*MATERIALS PROVIDED*.
## BEGIN

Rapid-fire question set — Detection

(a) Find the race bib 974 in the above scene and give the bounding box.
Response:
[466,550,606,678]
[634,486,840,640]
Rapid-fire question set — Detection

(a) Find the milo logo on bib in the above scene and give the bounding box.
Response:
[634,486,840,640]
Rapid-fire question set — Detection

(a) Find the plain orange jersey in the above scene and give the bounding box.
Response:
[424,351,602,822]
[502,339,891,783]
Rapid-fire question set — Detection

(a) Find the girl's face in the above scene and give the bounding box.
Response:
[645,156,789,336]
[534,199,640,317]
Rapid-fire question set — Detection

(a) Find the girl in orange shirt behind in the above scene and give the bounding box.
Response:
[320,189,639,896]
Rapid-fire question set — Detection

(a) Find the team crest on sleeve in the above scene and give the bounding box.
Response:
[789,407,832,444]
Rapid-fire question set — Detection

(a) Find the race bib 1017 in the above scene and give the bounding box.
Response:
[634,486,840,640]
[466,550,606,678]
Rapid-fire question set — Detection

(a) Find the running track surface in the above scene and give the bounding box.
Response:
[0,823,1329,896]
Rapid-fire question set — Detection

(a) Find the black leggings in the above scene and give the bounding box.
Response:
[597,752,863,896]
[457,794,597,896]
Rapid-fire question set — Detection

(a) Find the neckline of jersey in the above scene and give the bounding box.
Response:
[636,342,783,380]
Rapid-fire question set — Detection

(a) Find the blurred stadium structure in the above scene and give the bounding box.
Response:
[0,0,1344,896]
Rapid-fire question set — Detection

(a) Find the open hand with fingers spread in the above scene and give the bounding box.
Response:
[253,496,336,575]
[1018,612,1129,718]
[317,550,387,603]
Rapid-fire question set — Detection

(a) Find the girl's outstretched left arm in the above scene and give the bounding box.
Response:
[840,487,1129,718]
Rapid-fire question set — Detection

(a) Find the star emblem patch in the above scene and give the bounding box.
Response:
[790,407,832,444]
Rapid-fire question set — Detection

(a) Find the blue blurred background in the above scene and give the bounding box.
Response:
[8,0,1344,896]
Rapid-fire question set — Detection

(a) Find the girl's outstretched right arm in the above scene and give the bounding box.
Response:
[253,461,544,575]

## END

*WORK REQUIRED*. Please update the data from the very beginning through the line that contains "[502,339,891,783]", both included, replacing "Detection" with "Localization" and changing nothing else. Return only those lines.

*TASK ANSWER*.
Rapid-fire question set — Localization

(a) Find the race bib 974 in the above scene and give the bounding box.
Response:
[466,550,606,678]
[634,486,840,640]
Rapid-fire question set — Localization

(a) Find the milo logo on bib in the above scene and give the bounding box.
Response:
[634,486,840,640]
Rapid-fire question set — Localization

(a) Find the plain orange jersey in the above scene and give the bounding box.
Response:
[424,351,602,822]
[502,339,891,783]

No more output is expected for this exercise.